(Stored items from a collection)

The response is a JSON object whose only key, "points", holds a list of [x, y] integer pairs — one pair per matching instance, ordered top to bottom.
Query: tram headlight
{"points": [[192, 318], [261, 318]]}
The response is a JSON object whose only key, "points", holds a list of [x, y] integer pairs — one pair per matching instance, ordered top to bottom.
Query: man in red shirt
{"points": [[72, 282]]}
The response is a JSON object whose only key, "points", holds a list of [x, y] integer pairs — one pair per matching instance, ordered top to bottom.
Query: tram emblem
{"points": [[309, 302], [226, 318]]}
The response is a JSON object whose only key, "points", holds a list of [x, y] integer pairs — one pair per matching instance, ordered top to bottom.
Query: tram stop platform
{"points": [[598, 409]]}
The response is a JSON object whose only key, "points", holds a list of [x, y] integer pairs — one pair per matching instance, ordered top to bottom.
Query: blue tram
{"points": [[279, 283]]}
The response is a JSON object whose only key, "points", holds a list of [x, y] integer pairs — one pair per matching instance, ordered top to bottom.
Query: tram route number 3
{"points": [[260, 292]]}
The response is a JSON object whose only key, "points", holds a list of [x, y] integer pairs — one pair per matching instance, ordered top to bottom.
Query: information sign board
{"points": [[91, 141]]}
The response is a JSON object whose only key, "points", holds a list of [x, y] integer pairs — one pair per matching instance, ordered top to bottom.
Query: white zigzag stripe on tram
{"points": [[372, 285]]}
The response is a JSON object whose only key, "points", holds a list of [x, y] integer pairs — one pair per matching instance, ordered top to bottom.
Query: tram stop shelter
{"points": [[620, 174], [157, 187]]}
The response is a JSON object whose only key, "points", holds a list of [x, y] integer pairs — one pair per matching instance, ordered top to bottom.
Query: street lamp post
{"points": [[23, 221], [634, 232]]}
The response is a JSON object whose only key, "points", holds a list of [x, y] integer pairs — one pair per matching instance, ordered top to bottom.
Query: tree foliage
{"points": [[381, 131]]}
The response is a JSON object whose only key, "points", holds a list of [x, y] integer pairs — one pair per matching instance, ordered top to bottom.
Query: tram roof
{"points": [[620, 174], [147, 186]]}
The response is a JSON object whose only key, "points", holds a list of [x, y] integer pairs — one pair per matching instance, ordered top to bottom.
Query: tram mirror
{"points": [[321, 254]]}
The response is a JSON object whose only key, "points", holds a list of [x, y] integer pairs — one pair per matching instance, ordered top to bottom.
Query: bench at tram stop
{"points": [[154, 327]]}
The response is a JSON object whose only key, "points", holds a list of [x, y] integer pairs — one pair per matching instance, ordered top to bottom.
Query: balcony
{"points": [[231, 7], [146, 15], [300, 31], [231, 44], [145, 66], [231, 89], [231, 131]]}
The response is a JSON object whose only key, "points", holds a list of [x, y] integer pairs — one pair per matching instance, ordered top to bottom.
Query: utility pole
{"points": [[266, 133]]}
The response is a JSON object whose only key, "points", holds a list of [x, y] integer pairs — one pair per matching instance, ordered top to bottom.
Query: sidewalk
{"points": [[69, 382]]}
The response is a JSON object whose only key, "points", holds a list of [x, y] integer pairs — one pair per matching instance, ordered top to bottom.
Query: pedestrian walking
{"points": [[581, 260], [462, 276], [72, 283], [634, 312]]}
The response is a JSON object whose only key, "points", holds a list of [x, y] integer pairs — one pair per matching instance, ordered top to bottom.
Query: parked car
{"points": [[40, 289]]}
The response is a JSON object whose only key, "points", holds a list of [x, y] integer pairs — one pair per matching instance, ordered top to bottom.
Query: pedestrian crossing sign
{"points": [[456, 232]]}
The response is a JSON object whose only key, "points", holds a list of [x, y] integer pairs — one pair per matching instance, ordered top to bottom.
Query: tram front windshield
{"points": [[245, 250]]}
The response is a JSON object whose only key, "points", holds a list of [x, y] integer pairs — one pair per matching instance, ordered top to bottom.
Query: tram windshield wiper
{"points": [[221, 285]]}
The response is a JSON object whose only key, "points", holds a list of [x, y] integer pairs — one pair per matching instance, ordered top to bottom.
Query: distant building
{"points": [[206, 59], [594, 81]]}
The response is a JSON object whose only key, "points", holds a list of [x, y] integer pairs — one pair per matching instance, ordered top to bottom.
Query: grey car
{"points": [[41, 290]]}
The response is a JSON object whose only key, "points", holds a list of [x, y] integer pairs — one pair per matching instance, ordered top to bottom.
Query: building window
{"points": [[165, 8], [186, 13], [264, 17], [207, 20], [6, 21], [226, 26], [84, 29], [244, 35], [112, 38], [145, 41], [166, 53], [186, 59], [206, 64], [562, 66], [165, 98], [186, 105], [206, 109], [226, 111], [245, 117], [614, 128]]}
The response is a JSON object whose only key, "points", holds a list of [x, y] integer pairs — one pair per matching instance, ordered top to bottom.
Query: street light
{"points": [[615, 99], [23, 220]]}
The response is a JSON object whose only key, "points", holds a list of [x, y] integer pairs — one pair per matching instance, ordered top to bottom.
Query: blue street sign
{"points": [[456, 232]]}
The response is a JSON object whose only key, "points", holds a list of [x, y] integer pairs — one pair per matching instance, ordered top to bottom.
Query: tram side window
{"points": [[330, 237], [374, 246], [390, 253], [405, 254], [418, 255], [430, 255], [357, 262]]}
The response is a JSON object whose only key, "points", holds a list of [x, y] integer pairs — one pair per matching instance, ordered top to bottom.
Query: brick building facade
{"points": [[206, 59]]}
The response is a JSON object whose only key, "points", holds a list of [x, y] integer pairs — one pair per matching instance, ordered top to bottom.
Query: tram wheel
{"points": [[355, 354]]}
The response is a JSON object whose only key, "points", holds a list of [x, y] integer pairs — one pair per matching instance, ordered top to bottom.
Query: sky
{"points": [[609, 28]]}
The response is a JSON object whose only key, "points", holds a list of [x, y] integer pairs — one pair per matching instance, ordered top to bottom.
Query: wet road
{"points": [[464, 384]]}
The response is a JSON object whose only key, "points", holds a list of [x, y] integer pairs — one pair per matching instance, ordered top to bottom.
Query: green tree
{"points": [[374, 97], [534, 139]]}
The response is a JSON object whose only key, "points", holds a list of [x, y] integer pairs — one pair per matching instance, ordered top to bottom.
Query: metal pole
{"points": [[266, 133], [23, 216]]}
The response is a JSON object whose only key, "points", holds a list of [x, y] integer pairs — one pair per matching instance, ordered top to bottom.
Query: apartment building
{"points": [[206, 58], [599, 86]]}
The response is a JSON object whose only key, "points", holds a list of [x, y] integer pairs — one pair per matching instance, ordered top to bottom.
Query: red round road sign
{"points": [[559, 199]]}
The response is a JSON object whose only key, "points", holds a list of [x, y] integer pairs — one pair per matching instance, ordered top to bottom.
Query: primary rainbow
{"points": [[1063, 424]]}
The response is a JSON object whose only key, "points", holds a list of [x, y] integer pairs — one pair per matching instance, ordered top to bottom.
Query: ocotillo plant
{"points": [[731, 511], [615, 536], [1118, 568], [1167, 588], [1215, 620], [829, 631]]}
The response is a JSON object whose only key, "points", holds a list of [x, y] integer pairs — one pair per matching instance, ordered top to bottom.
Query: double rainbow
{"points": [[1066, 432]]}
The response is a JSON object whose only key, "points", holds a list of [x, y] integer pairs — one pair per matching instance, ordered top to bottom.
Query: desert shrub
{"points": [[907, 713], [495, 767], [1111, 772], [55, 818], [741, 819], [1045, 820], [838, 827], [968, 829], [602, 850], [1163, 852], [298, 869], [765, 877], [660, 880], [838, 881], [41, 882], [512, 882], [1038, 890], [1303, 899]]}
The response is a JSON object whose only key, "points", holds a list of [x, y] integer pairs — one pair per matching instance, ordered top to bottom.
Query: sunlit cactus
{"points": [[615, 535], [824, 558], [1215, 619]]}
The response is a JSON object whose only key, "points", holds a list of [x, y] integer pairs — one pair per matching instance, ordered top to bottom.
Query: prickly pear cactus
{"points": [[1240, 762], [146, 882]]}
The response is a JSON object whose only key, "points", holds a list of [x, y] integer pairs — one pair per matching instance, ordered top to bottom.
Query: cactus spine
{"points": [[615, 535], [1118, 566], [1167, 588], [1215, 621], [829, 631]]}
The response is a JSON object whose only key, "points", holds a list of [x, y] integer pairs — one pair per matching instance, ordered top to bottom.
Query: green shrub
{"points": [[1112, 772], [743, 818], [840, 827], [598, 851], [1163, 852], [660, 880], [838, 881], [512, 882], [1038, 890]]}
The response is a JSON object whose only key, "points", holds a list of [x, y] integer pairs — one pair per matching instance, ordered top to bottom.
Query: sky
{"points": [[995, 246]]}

REQUIRED ACTION: Provide an exact transcript of the lines from the one that holds "Query: cactus spine" through the final line of the data above.

REPLY TO THE TASK:
Query: cactus spine
{"points": [[615, 535], [1118, 566], [1167, 588], [1215, 621], [829, 631]]}
The response is a JSON object whose only key, "points", holds a list of [x, y] integer pairs — one pair per matching instance, ordered top to bottom.
Query: green shrub
{"points": [[1112, 772], [743, 818], [840, 827], [598, 851], [1163, 852], [660, 880], [838, 881], [512, 882], [1038, 890]]}
The response is a JSON object whose only key, "points", holds a list of [x, y] integer pairs — one pair per matching instance, ordered top to bottom.
Query: sky
{"points": [[995, 246]]}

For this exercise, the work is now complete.